(Collected data)
>>

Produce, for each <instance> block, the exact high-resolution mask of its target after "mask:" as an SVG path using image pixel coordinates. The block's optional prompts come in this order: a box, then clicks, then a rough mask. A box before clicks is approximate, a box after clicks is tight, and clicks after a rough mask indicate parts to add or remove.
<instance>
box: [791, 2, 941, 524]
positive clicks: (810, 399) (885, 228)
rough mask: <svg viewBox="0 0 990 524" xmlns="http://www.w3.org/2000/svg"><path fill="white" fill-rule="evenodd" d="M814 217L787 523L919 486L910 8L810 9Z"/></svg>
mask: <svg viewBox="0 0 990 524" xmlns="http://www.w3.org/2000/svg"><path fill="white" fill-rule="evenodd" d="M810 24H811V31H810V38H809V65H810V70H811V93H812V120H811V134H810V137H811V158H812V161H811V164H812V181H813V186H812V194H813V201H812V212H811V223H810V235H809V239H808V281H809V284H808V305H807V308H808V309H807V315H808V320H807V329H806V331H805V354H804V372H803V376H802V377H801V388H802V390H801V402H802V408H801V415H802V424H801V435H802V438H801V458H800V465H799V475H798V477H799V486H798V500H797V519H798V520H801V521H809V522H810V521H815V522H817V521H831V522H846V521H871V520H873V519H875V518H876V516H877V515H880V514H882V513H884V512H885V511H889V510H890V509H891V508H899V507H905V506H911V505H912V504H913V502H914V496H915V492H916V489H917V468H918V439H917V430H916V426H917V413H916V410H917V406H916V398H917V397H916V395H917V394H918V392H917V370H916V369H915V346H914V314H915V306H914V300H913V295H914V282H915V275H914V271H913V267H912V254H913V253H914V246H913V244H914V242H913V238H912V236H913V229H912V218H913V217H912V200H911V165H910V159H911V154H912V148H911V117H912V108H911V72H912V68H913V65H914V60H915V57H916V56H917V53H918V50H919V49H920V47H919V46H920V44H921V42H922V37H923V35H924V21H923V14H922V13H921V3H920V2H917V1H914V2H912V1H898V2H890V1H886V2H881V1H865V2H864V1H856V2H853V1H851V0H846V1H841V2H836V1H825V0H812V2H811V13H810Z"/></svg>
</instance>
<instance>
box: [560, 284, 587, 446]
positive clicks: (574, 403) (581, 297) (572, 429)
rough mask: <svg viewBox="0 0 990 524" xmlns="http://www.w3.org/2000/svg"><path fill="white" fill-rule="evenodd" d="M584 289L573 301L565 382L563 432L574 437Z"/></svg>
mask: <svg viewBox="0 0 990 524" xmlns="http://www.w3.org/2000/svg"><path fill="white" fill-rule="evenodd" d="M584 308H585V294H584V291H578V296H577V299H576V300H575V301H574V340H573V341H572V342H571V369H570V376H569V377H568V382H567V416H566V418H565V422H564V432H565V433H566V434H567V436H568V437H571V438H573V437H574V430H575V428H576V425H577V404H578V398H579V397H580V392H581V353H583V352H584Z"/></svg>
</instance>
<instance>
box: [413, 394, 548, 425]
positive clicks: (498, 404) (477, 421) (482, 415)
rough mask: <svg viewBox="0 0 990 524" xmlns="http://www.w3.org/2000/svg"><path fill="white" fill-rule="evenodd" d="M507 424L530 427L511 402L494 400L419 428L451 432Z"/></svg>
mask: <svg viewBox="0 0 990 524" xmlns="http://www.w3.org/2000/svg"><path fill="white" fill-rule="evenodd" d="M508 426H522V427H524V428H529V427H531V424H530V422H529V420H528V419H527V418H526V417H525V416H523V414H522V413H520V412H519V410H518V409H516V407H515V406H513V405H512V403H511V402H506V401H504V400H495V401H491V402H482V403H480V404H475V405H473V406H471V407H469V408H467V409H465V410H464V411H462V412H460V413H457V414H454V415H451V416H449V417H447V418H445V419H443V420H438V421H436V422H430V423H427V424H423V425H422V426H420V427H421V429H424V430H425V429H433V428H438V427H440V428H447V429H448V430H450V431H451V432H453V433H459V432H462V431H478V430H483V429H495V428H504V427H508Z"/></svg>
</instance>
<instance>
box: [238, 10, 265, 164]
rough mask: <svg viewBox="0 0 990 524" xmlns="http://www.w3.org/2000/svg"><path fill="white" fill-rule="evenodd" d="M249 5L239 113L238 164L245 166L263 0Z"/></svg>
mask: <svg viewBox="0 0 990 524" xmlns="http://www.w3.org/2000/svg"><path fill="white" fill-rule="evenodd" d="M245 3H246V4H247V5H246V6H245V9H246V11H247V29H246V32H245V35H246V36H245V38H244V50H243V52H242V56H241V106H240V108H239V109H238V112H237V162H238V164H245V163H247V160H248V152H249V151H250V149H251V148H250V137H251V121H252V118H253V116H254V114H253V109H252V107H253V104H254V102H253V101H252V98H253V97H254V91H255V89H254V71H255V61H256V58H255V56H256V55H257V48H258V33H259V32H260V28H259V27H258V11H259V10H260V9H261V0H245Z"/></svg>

<<

Your objective » For each line above that includes "clicks", make a copy.

Reply to the exercise »
Produce, for each <instance> block, the exact high-resolution mask of its target after "mask:" as an SVG path using image pixel coordinates. The block's optional prompts come in this order: a box, then clicks, then a rough mask. A box before clicks is approximate, a box after clicks is tight, and clicks after a rough mask indicate parts to add or remove.
positive clicks: (810, 399) (885, 228)
positive clicks: (574, 403) (581, 297) (572, 429)
positive clicks: (498, 404) (477, 421) (482, 415)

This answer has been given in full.